# Supplied information
----
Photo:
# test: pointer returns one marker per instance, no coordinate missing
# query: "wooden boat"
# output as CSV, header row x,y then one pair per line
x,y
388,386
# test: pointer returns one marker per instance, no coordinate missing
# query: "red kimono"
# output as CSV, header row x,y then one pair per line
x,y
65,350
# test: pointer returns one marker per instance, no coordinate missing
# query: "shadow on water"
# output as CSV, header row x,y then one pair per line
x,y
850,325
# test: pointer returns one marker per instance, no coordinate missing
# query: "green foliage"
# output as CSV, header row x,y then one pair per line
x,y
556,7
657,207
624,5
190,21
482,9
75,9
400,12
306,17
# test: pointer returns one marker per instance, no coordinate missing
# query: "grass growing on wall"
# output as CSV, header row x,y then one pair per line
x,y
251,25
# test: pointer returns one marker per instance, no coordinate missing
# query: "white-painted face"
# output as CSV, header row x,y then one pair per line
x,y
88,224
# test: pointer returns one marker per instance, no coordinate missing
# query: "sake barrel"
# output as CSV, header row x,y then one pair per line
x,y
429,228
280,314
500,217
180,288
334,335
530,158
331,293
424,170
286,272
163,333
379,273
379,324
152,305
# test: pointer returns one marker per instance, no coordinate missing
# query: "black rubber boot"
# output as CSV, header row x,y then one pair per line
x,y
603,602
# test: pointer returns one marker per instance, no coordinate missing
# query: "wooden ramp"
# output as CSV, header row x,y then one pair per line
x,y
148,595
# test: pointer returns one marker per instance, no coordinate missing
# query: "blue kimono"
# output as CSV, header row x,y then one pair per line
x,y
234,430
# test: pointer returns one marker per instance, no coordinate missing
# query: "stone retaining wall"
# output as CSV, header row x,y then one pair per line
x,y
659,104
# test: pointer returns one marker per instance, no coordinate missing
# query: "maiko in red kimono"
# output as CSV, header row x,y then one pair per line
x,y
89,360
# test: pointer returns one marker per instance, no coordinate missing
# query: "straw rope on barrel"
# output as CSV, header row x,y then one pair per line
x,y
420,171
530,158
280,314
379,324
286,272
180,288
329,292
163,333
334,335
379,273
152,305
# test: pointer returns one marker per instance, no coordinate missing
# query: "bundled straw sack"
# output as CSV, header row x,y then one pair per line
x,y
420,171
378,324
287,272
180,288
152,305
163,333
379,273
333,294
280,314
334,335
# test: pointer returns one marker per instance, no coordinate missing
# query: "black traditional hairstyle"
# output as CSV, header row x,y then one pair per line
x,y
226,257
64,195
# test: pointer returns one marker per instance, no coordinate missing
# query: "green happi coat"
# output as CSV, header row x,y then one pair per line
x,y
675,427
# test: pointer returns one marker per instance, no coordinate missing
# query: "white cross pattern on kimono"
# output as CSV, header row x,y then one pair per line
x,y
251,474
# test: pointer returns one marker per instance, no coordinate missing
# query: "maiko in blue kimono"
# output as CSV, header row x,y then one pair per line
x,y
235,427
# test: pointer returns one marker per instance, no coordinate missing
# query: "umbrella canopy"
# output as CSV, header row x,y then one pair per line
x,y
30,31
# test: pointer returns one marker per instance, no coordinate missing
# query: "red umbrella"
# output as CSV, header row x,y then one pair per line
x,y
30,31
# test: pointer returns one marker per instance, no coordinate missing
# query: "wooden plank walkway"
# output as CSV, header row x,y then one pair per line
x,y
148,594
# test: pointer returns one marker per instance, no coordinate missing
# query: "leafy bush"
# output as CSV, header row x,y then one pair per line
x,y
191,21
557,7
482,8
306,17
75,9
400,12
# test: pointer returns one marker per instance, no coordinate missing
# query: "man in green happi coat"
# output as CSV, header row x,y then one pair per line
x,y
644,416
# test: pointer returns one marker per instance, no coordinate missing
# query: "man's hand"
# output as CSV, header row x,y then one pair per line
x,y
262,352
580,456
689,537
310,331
----
# To do
Transcribe the records above exactly as they appear.

# Full answer
Photo:
# test: pointer returns one marker per instance, no coordinate missing
# query: "wooden boat"
# output as CSV, header row x,y then one pair per line
x,y
388,386
# test: pointer returns one marker per instance, no coordinate missing
# query: "red kimono"
# output as CSV, header row x,y then one pair per line
x,y
65,350
# test: pointer returns one marker per instance, no coordinate missing
# query: "shadow on water"
# output as CSV, header row x,y then one pair per line
x,y
850,325
# test: pointer returns one marker per instance, no coordinate missing
# query: "green foliage"
# output as CSV, header row x,y then one pair per line
x,y
556,7
657,207
624,5
190,21
482,9
75,9
400,12
306,17
# test: pointer returns one marker per instance, no coordinate missing
# query: "grass growing on wall"
# output as CSV, header row x,y then one pair per line
x,y
251,25
# test: pointer returns one marker per instance, no coordinate missing
# query: "white-painted face"
# output as CSV, header row x,y then one pair per line
x,y
88,224
# test: pointer returns one marker per instance, no coordinate missing
# query: "sake barrel"
# output as CSV, header row x,y then one pair per line
x,y
429,228
280,314
500,217
180,288
334,335
530,158
331,293
424,170
286,272
163,333
379,273
379,324
152,305
# test: pointer returns one marker per instance, no coordinate missing
# query: "black rubber boot"
# output as CSV, header row x,y then one pair per line
x,y
603,602
# test: pointer returns one marker per instance, no coordinate missing
# query: "wooden ramp"
# output as CSV, header row x,y then one pair per line
x,y
148,595
# test: pointer returns one marker per instance, no coordinate missing
# query: "blue kimono"
# output as CSV, header row x,y then one pair per line
x,y
234,430
# test: pointer returns one marker per instance, no coordinate missing
# query: "stone retaining wall"
# output as CSV, header row x,y then one pair per line
x,y
659,104
# test: pointer returns one marker per instance, no coordinate missing
# query: "maiko in red kimono"
# output as CSV, header row x,y then one pair per line
x,y
89,360
# test: pointer returns one marker per instance, no coordinate missing
# query: "straw rope on barrel"
# output as CSV, header row x,y then one pair per line
x,y
420,171
530,158
280,314
379,324
286,272
180,288
329,292
163,333
334,335
379,273
152,305
# test: pointer returns one marker per instance, no coordinate missing
# query: "bundled straw sack"
# output as CSV, header row x,y then one pair per line
x,y
420,171
378,324
287,272
180,288
152,305
163,333
379,273
333,294
280,314
334,335
# test: pointer returns one marker per instance, no coordinate missing
# query: "black traditional hairstyle"
# output as CSV, header row x,y then one pair per line
x,y
226,257
64,195
# test: pointer returns one marker per instance, no coordinate missing
# query: "green happi coat"
# output as CSV, header row x,y then one pair per line
x,y
675,427
# test: pointer returns one marker per instance, no coordinate missing
# query: "white cross pattern on kimono"
# output as CSV, header row x,y then one pair per line
x,y
251,474
# test: pointer returns one marker per instance, no coordinate missing
# query: "maiko in blue kimono"
# output as CSV, header row x,y then one pair per line
x,y
235,427
# test: pointer returns one marker per instance, no coordinate missing
# query: "umbrella canopy"
# output as CSV, header row x,y then one pair per line
x,y
30,31
# test: pointer returns one marker per instance, no coordinate missing
# query: "red umbrella"
# output as CSV, header row x,y then one pair per line
x,y
30,31
# test: pointer returns one marker per instance, no coordinate missing
# query: "wooden plank walkway"
# output as CSV, header row x,y then one pair per line
x,y
148,594
# test: pointer returns one marker per instance, no coordinate missing
# query: "leafy bush"
# output as CSV, header row x,y then one pair per line
x,y
191,21
557,7
482,8
306,17
75,9
400,12
# test: pointer returns one marker per instance, no coordinate missing
# query: "man in green happi coat"
# output as CSV, header row x,y then one pair per line
x,y
644,416
# test: pointer returns one marker per instance, no coordinate missing
# query: "man's hand"
# output as CSV, header row x,y then one pair per line
x,y
262,352
580,456
689,537
310,331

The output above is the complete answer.